### [Instructions]
1. Using the interview, answer each question in one sentence:
(a) At what age does Lazer say boys must start wearing different underwear?
(b) According to Raizy, how are images of women handled in Jewish newspapers?
(c) What do the schools hire people to do when new textbooks arrive?
2. List every garment or article of clothing mentioned in the interview.
3. Rewrite as a short bulleted list the paragraph of the interview that begins "Lazer: Yeah, there's lots of stuff like this."

### [Document text]
....

A friend of mine, who grew up Hasidic, told me that the pockets of a Hasidic man’s coat angle just slightly backward, ostensibly to prevent his hands from coming into contact with his penis. Have you heard of this?

Lazer: Yeah, there’s lots of stuff like this. For example, after your bar mitzvah, when you’re 13, you have to start wearing different underwear–it’s longer and more baggy, because you shouldn’t have any tight fabric around your penis, because the friction could stimulate you sexually. For the Hasidic community, everything is about protecting you from sexual thoughts, because improper actions always begin with improper thoughts.

So, because you were constantly reminded not to think about sex, did that just result in you thinking about sex all the time? It’s like saying to someone, “Don’t think about an elephant.”

Raizy: It definitely creates a sexual tension, and that tension can keep sex on the brain. Like if your principal says, “Why are you wearing this tight outfit, is it to make the men like you?”, you’re going to start evaluating your sex appeal, ya know? Did you know that in Jewish newspapers there’s no images of women at all? They’re all blurred out, even if it’s a photo of a little girl, which obviously is sending the message that a photo of a female child is too titillating to be seen, and in doing that you’re forcing people think about sex in association with the image of a kid, even if that wasn’t the intention of the person looking.

Lazer: The schools actually hire people, whenever the new textbooks arrive, to cross out all the pictures of girls in the textbooks for the boys schools, in order to eliminate temptation.

So if there’s no contact, do you end up becoming terrified of the opposite sex?

Lazer: Basically. When boys are young we go to Yeshiva, where we study the Talmud, and girls aren’t allowed. So basically from when you’re 12 until you’re 18, or really until you’re married, you don’t have any contact with girls. Like even at home my sister wouldn’t come close to me. So in Yeshiva a lot of the guys started to hook up sexually with each other, because everyone’s young and developing sexually, and the natural desire is to fool around and experiment. But for us there wasn’t even the choice of “should I pick a boy or a girl?” or “should I be gay or straight?” because at that age your only option was to be with a guy. I think most of the guys who were in Yeshiva with me fooled around, and the girls did the same thing in the girls schools. It’s basically like being in jail–it’s obvious why so much homosexuality goes on in jail, because you can’t force people to shut off their sexual desires, and so naturally people experiment with what they have available to them.

Raizy covered, and Lazer and Raizy now

So did both of you have gay experiences before being with someone of the opposite sex?

....

### [Extracted information]

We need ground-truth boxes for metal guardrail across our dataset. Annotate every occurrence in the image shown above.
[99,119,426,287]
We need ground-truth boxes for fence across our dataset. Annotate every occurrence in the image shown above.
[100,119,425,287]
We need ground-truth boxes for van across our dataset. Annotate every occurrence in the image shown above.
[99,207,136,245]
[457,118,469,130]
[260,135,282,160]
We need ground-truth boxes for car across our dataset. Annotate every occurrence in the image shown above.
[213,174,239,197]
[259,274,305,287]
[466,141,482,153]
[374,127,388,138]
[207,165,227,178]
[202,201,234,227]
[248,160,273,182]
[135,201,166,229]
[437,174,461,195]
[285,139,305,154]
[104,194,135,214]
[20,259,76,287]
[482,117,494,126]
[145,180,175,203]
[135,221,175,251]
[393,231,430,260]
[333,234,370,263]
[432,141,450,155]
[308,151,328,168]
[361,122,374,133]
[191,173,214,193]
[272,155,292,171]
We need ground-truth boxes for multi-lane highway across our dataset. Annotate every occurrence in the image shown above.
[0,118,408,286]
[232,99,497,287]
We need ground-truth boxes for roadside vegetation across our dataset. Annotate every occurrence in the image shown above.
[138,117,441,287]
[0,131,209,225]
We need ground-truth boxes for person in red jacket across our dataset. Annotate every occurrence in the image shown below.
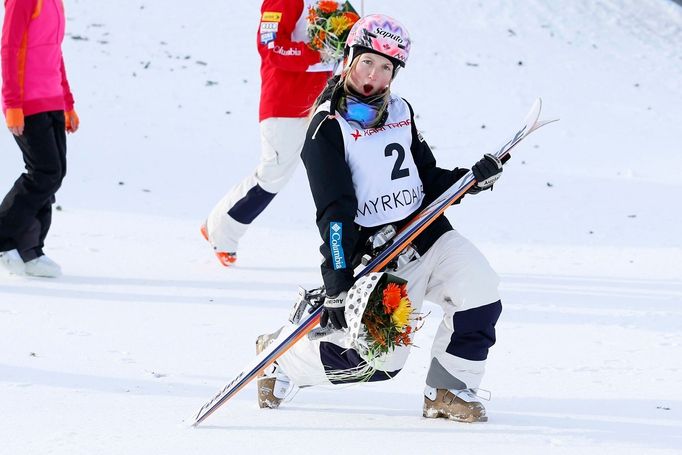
[201,0,337,266]
[0,0,79,277]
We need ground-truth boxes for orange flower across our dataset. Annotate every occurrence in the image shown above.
[308,7,319,24]
[400,284,407,297]
[382,283,401,314]
[343,11,360,25]
[317,0,339,13]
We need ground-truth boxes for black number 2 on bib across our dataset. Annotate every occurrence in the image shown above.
[384,142,410,180]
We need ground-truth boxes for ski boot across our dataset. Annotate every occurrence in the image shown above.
[200,223,237,267]
[0,250,26,275]
[424,386,488,423]
[25,255,62,278]
[256,329,290,409]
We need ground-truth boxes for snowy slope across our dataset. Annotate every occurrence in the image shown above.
[0,0,682,455]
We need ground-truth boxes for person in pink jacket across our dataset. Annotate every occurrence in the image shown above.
[0,0,79,277]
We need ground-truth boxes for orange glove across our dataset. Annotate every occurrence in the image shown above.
[64,110,80,133]
[5,107,24,136]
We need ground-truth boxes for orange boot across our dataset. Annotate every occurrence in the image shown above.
[200,223,237,267]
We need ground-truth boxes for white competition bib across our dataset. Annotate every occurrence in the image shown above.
[336,95,424,227]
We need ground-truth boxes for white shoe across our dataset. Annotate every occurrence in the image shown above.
[0,250,26,275]
[25,255,62,278]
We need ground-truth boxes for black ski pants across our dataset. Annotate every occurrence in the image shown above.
[0,111,66,262]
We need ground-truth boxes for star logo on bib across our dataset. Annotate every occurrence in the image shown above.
[350,129,362,141]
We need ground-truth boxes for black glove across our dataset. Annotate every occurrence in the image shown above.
[469,153,502,194]
[320,292,348,330]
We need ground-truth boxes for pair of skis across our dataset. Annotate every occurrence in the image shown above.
[191,98,554,426]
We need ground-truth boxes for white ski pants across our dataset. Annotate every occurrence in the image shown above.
[206,118,308,252]
[277,231,501,388]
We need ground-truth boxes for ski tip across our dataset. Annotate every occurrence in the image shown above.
[180,415,199,429]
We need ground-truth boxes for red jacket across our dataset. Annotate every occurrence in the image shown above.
[2,0,73,121]
[257,0,332,120]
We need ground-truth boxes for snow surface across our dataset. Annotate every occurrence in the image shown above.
[0,0,682,455]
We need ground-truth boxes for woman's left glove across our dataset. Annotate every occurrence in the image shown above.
[64,110,81,133]
[320,292,348,330]
[469,153,502,194]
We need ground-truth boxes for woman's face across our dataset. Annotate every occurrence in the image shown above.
[348,52,393,96]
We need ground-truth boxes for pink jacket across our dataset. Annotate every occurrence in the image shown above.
[2,0,73,121]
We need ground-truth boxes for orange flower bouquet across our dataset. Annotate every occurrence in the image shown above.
[308,0,360,62]
[338,273,423,378]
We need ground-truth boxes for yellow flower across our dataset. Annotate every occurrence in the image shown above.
[391,297,412,328]
[329,16,351,36]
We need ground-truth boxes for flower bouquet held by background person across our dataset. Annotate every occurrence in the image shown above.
[308,0,360,62]
[327,273,423,381]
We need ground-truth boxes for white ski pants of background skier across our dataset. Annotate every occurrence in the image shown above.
[206,118,308,252]
[277,231,501,389]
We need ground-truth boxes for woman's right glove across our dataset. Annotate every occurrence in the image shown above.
[320,292,348,330]
[469,153,502,194]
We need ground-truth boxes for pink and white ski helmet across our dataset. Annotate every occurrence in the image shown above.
[346,14,410,67]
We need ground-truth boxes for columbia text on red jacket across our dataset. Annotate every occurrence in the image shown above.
[257,0,331,120]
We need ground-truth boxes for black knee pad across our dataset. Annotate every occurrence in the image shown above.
[445,300,502,360]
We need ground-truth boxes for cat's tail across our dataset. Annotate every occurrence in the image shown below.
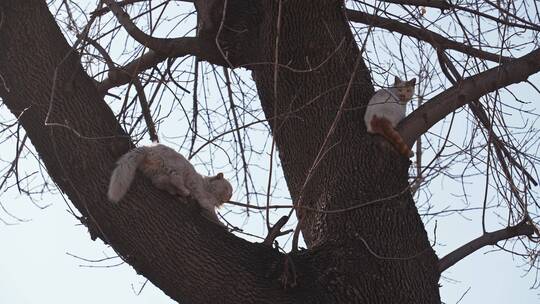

....

### [Set of answers]
1.
(a) Boys must start wearing different underwear at 13, after their bar mitzvah.
(b) Jewish newspapers contain no images of women at all, because they are all blurred out, even a photo of a little girl.
(c) The schools hire people to cross out all the pictures of girls in the textbooks for the boys schools.

2.
- A Hasidic man's coat
- Underwear
- A tight outfit

3.
- After a boy's bar mitzvah at 13, he must start wearing longer, baggier underwear.
- The change is meant to keep tight fabric away from the penis, since friction could be sexually stimulating.
- In the Hasidic community, everything is aimed at protecting people from sexual thoughts, because improper actions always begin with improper thoughts.